-- START SOURCE EXCERPT --

Thursday, December 03, 2009

Did R. Chaim Kanievsky approve of the Artscroll Talmud translation in a similar manner in which rabbis approved of Pinner's more than 170 years ago?

Here's an interview with R. Nosson Scherman (link ; the interview was conducted by Yair Hoffman for the 5 Towns Jewish Times).

What follows is an interesting quote, requiring a correction and perhaps some clarification:
Y.H.: I imagine it was hard, initially, to get haskamos for the project. Can you tell me what was involved?

N.S.: We went around to gedolim and discussed it with them and showed them samples of the proposed work. Some felt it was a very good thing. Others asked some very probing questions. The result was that all of the gedolim we spoke to gave us letters of approbation. In Israel, Rav Shlomo Zalman Auerbach, zt’l, and Rav Elyashiv, yb’lct, both gave us tremendous encouragement. Both said that they could not write a haskamah, but that we could use their names and that they were behind it.

-- END SOURCE EXCERPT --
-- START MATERIAL SHOWN --

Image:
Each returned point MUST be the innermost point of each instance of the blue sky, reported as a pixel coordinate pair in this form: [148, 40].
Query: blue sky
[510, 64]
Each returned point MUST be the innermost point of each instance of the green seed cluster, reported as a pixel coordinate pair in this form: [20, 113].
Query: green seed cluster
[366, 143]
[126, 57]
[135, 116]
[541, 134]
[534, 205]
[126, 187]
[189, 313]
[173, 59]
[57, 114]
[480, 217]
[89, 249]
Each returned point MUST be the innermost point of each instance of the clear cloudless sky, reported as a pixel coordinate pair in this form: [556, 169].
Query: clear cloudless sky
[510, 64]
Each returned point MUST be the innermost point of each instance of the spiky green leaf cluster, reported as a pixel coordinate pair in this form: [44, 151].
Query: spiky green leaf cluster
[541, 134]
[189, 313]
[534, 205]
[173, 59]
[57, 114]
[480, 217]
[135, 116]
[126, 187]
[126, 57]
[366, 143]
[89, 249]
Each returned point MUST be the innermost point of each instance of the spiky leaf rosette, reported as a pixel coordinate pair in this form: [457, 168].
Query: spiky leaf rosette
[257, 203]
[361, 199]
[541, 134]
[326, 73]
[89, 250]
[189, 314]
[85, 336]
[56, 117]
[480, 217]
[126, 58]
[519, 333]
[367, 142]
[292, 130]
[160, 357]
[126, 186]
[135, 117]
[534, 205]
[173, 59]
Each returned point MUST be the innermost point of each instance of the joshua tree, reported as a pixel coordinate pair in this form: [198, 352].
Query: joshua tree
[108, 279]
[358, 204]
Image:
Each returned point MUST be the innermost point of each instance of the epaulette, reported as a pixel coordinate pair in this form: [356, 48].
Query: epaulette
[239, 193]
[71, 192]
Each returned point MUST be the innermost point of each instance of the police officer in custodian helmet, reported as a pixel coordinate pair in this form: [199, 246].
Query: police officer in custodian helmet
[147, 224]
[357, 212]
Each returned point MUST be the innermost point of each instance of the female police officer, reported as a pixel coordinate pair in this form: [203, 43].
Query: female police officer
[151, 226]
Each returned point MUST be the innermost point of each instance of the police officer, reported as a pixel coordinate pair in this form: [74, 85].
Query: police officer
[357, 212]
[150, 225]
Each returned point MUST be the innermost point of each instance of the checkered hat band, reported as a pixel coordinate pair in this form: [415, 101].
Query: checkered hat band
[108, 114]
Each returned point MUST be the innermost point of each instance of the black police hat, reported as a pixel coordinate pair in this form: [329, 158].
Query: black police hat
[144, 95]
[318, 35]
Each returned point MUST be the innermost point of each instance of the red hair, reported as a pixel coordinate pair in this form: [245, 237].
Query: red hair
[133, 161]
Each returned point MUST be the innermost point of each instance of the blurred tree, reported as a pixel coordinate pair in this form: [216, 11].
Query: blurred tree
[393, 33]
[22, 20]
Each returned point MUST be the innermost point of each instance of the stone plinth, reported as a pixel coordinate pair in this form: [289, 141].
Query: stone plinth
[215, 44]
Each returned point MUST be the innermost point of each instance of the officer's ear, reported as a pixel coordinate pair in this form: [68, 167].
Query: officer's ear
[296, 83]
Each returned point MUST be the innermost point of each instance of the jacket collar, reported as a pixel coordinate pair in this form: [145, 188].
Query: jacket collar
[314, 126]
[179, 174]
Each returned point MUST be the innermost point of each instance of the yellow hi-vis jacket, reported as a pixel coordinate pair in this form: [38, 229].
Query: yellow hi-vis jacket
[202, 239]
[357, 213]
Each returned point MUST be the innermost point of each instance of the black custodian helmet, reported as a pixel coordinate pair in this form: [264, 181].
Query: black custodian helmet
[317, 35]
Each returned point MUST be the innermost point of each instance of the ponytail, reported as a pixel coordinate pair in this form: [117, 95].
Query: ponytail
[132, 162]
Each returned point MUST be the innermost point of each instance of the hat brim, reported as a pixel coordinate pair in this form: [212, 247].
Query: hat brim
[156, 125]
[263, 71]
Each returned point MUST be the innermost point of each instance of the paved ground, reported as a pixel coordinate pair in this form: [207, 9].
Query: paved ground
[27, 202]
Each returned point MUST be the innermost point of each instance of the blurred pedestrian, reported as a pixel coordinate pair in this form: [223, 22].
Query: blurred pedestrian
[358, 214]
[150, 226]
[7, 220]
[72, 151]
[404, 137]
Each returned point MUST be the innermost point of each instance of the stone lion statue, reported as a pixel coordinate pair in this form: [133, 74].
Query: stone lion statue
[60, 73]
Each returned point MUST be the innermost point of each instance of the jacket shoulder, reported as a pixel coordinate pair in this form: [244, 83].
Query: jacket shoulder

-- END MATERIAL SHOWN --

In the blog post on the Artscroll Talmud translation, what did Rav Shlomo Zalman Auerbach and Rav Elyashiv each say they could not do? The listing comes from a different source than the blog post.

• **ANSWER TO THE EXERCISE**:
They said they could not write a haskamah, though the project could use their names.